Position annotation records:
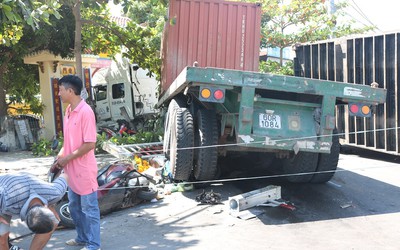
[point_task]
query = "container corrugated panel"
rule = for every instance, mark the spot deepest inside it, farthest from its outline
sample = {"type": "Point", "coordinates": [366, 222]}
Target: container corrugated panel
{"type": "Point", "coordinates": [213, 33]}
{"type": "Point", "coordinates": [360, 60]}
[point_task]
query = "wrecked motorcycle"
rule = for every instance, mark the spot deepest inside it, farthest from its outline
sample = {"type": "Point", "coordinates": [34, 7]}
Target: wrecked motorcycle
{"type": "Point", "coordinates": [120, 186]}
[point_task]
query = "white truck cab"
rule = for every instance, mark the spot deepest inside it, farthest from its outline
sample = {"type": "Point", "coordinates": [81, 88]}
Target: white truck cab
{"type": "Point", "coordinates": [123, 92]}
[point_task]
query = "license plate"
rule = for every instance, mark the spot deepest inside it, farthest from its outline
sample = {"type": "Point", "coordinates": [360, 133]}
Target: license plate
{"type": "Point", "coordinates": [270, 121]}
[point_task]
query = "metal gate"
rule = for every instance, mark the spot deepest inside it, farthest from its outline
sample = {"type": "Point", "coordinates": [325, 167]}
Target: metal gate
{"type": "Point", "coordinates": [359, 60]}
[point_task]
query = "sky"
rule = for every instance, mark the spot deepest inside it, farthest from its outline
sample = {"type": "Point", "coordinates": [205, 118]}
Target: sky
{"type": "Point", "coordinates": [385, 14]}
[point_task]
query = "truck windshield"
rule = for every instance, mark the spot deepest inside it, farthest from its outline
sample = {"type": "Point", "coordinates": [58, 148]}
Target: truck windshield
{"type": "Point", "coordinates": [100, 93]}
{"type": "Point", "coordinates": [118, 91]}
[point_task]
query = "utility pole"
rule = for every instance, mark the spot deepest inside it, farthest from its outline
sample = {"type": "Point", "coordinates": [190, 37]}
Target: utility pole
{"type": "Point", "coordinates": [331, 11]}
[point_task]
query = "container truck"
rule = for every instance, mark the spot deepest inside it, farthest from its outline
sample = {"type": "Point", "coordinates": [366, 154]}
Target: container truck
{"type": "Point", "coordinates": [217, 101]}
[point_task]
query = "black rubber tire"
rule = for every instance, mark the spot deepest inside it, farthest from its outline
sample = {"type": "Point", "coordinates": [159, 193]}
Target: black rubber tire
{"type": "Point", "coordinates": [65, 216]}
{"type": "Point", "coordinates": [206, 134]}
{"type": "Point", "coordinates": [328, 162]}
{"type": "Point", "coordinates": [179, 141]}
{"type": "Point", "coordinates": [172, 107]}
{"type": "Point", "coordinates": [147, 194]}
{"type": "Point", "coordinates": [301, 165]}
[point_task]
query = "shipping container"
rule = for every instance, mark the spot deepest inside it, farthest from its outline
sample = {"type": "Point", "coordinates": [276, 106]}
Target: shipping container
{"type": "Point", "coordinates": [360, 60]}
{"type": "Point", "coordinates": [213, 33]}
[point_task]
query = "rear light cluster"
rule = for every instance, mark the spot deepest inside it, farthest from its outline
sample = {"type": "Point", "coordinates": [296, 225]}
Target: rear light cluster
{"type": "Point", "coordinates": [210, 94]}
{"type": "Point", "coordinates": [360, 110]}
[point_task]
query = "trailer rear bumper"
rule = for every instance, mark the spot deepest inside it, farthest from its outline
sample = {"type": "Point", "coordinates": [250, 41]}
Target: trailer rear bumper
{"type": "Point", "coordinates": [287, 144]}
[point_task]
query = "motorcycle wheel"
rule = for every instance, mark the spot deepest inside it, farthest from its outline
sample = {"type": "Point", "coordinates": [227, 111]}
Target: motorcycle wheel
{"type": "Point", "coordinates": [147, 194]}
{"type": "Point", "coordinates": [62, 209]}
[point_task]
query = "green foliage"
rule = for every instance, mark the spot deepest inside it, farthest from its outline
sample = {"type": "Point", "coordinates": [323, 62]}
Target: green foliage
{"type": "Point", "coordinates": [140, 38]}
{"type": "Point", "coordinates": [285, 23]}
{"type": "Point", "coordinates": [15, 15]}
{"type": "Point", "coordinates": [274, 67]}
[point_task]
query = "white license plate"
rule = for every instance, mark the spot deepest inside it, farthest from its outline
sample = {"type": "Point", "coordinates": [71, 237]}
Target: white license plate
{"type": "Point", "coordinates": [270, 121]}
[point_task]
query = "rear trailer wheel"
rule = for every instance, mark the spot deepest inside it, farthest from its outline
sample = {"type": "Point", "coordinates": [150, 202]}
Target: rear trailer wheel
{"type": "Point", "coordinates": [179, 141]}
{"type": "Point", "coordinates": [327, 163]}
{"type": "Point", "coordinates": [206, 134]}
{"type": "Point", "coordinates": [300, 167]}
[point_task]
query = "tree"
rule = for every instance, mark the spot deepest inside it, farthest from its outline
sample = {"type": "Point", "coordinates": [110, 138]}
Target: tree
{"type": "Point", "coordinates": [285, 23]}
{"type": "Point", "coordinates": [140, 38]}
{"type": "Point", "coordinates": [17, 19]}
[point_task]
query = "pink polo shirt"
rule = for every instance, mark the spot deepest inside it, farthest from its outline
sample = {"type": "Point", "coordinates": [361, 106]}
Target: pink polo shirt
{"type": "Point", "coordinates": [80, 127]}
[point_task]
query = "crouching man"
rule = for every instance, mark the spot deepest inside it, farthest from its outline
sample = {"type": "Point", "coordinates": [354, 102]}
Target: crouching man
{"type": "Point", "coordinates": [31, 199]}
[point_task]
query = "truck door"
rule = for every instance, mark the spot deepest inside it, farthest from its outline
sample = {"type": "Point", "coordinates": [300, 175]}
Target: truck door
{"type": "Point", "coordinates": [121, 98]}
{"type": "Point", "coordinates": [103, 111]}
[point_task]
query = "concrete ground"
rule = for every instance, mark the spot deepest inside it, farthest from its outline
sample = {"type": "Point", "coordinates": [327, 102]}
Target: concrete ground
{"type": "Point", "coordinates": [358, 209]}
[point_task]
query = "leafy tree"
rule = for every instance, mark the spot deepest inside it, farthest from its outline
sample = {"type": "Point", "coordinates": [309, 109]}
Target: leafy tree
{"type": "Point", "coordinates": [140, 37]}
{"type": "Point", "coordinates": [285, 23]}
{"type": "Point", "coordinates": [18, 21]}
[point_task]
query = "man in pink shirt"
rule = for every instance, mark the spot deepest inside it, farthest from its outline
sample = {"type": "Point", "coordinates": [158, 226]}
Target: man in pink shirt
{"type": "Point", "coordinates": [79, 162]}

▸ Written instruction:
All entries must be written out again exactly as given, with no pictures in the copy.

▸ Result of the exercise:
[point_task]
query = "container corrugated panel"
rule = for every instance, mark the spot deepest inside it, farthest from its outline
sample = {"type": "Point", "coordinates": [366, 222]}
Target: container corrugated panel
{"type": "Point", "coordinates": [213, 33]}
{"type": "Point", "coordinates": [360, 60]}
[point_task]
query = "wrecked motorcycle"
rule = for every instance, mark the spot deepest inside it, farthest from its outline
sample = {"type": "Point", "coordinates": [34, 7]}
Target: wrecked motorcycle
{"type": "Point", "coordinates": [120, 186]}
[point_task]
query = "white truck cab"
rule = for every instance, mark the spot deepest inside it, farthest from its outline
sample = {"type": "Point", "coordinates": [81, 88]}
Target: white truck cab
{"type": "Point", "coordinates": [123, 92]}
[point_task]
query = "license plate"
rule = for every instance, mark the spot deepest inside it, farthest from its outline
sample = {"type": "Point", "coordinates": [360, 133]}
Target: license plate
{"type": "Point", "coordinates": [270, 121]}
[point_task]
query = "metal gate"
rule = for every instance, mark the spot deepest inside it, farthest from its outline
sample = {"type": "Point", "coordinates": [325, 167]}
Target: metal gate
{"type": "Point", "coordinates": [359, 60]}
[point_task]
query = "sky"
rule = for every instance, mark the spot deepest inside it, farthest from its outline
sample = {"type": "Point", "coordinates": [205, 118]}
Target: sky
{"type": "Point", "coordinates": [385, 14]}
[point_task]
query = "truck windshield"
rule = for every instance, mark the spot deepest inside it, farthest from its outline
sample = {"type": "Point", "coordinates": [58, 148]}
Target: truck windshield
{"type": "Point", "coordinates": [100, 93]}
{"type": "Point", "coordinates": [118, 91]}
[point_task]
query = "utility pole"
rule = for every instance, mark the spot deepest inside it, farthest from its outline
sample = {"type": "Point", "coordinates": [190, 37]}
Target: utility pole
{"type": "Point", "coordinates": [331, 11]}
[point_task]
query = "container truck"
rule = for every instance, mark the spot deepest inside it, farthest from its outline
sample = {"type": "Point", "coordinates": [366, 154]}
Target: container truck
{"type": "Point", "coordinates": [217, 101]}
[point_task]
query = "black rubber tire"
rule = for every instance, mark the spot deepest inside it, farthest from its outline
sample = {"type": "Point", "coordinates": [159, 193]}
Target: black rubber tire
{"type": "Point", "coordinates": [65, 216]}
{"type": "Point", "coordinates": [206, 134]}
{"type": "Point", "coordinates": [328, 162]}
{"type": "Point", "coordinates": [179, 141]}
{"type": "Point", "coordinates": [172, 107]}
{"type": "Point", "coordinates": [147, 194]}
{"type": "Point", "coordinates": [301, 165]}
[point_task]
query = "shipping container"
rule = for every instance, mark the spot deepest inside it, farthest from its outline
sample = {"type": "Point", "coordinates": [276, 106]}
Target: shipping container
{"type": "Point", "coordinates": [360, 60]}
{"type": "Point", "coordinates": [213, 33]}
[point_task]
query = "rear light cluster"
rule = for every instance, mark the spot deepest inside it, farthest from its outline
sample = {"type": "Point", "coordinates": [296, 225]}
Target: rear light cluster
{"type": "Point", "coordinates": [210, 94]}
{"type": "Point", "coordinates": [360, 110]}
[point_task]
query = "trailer rear bumper"
rule = for every instance, mark the spot deepest inside it, farthest from its outline
sample = {"type": "Point", "coordinates": [250, 41]}
Target: trailer rear bumper
{"type": "Point", "coordinates": [287, 144]}
[point_task]
query = "motorcycle wheel"
rule = for every instance, mark the spot deepest inside it, farthest from its outline
sample = {"type": "Point", "coordinates": [227, 111]}
Target: motorcycle wheel
{"type": "Point", "coordinates": [147, 194]}
{"type": "Point", "coordinates": [62, 209]}
[point_task]
query = "green foliage"
rule = for every instance, mark the spot deepest inside it, farthest from its outline
sample = {"type": "Point", "coordinates": [323, 62]}
Target: green foliage
{"type": "Point", "coordinates": [140, 38]}
{"type": "Point", "coordinates": [285, 23]}
{"type": "Point", "coordinates": [15, 15]}
{"type": "Point", "coordinates": [274, 67]}
[point_task]
query = "white license plate"
rule = for every instance, mark the spot deepest inside it, farthest from its outline
sample = {"type": "Point", "coordinates": [71, 237]}
Target: white license plate
{"type": "Point", "coordinates": [270, 121]}
[point_task]
query = "rear trailer wheel"
rule = for every instance, mark the spot deepest inside it, farthest from its outline
sample = {"type": "Point", "coordinates": [150, 202]}
Target: rear trailer wheel
{"type": "Point", "coordinates": [179, 141]}
{"type": "Point", "coordinates": [327, 163]}
{"type": "Point", "coordinates": [206, 134]}
{"type": "Point", "coordinates": [300, 167]}
[point_task]
query = "tree"
rule = for every instance, mark the spot deepest inside it, farthest from its outline
sample = {"type": "Point", "coordinates": [110, 138]}
Target: tree
{"type": "Point", "coordinates": [285, 23]}
{"type": "Point", "coordinates": [140, 38]}
{"type": "Point", "coordinates": [17, 19]}
[point_task]
query = "pink polo shirt"
rule = for every instance, mark the spot deepest inside it, farthest from its outline
sample = {"type": "Point", "coordinates": [361, 106]}
Target: pink polo shirt
{"type": "Point", "coordinates": [80, 127]}
[point_task]
query = "crouching man"
rule = for every instance, mark the spot deepest inside it, farthest from its outline
sample = {"type": "Point", "coordinates": [354, 102]}
Target: crouching man
{"type": "Point", "coordinates": [31, 199]}
[point_task]
query = "truck door"
rule = for every instance, mark the spot deepest inside it, farthest from its outline
sample = {"type": "Point", "coordinates": [300, 175]}
Target: truck door
{"type": "Point", "coordinates": [121, 98]}
{"type": "Point", "coordinates": [103, 111]}
[point_task]
query = "concrete ground"
rule = for every instance, mark the spot deepest inside it, farthest from its outline
sample = {"type": "Point", "coordinates": [327, 102]}
Target: concrete ground
{"type": "Point", "coordinates": [358, 209]}
[point_task]
query = "leafy tree"
rule = for every instance, mark the spot deepest inside it, farthest from its outline
sample = {"type": "Point", "coordinates": [309, 109]}
Target: leafy tree
{"type": "Point", "coordinates": [140, 37]}
{"type": "Point", "coordinates": [285, 23]}
{"type": "Point", "coordinates": [18, 21]}
[point_task]
query = "man in pink shirt"
rule = for every instance, mark the spot deepest inside it, farthest from its outline
sample = {"type": "Point", "coordinates": [158, 226]}
Target: man in pink shirt
{"type": "Point", "coordinates": [79, 162]}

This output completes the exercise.